▶ [Tarefa a cumprir]
Segundo o texto sobre a violência no campo, quantos assassinatos houve em 2010?

▶ [Trecho do documento]
A atual escalada de violência no campo, a par do avanço do Código Florestal dos ruralistas no Congresso, evidencia mais uma vez que o campo brasileiro “muda” para continuar o mesmo. Medidas tomadas nem de longe perturbam as altas transações com a terra e a agricultura. . A situação se agrava, atrelados ao governo os movimentos camponeses refluem e o próprio governo se atrela ao agronegócio.

Em abril a CPT – Comissão Pastoral da Terra lançou relatório sobre conflitos no campo em 2010. O número total permaneceu no mesmo patamar de 2009 – 1.186. As ocupações de terra caíram em 38%, os conflitos por terra (expulsões, pistolagem, despejos e ameaças) cresceram em 21%. No Nordeste estes passaram de 320 para 440, salto de 37,5%. Crescimento maior foi na Bahia: de 48 para 91, disparo de 89,6%. Assassinatos foram 34, dez a mais que em 2009.

Dos 638 conflitos de terra em 2010, mais da metade refere-se a posseiros (antigos donos de pequenas áreas sem títulos da propriedade) e a povos e comunidades tradicionais, como indígenas, quilombolas, extrativistas, fundos de pasto etc. Contra eles foram 57% das violências no ano. A maioria devido a grandes projetos, como barragens, ferrovias, rodovias, parques eólicos, e ao boom da mineração.

Reaparece a velha Bahia, que tem o maior número de agricultores familiares, cerca de 666 mil (15% do Brasil e 30% do Nordeste), e terras públicas, territórios tradicionais e pequenas posses em profusão. Nos anos 80, a Bahia rivalizava com o Pará e o Maranhão nos índices de violência no campo. Caiu aqui – ainda bem – a pistolagem que segue matando no Pará.

▶ [Extrato de dados]
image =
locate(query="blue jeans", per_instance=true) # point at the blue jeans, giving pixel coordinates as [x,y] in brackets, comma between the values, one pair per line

▶ [Resultado do exercício]
Foram 34 assassinatos, dez a mais que em 2009.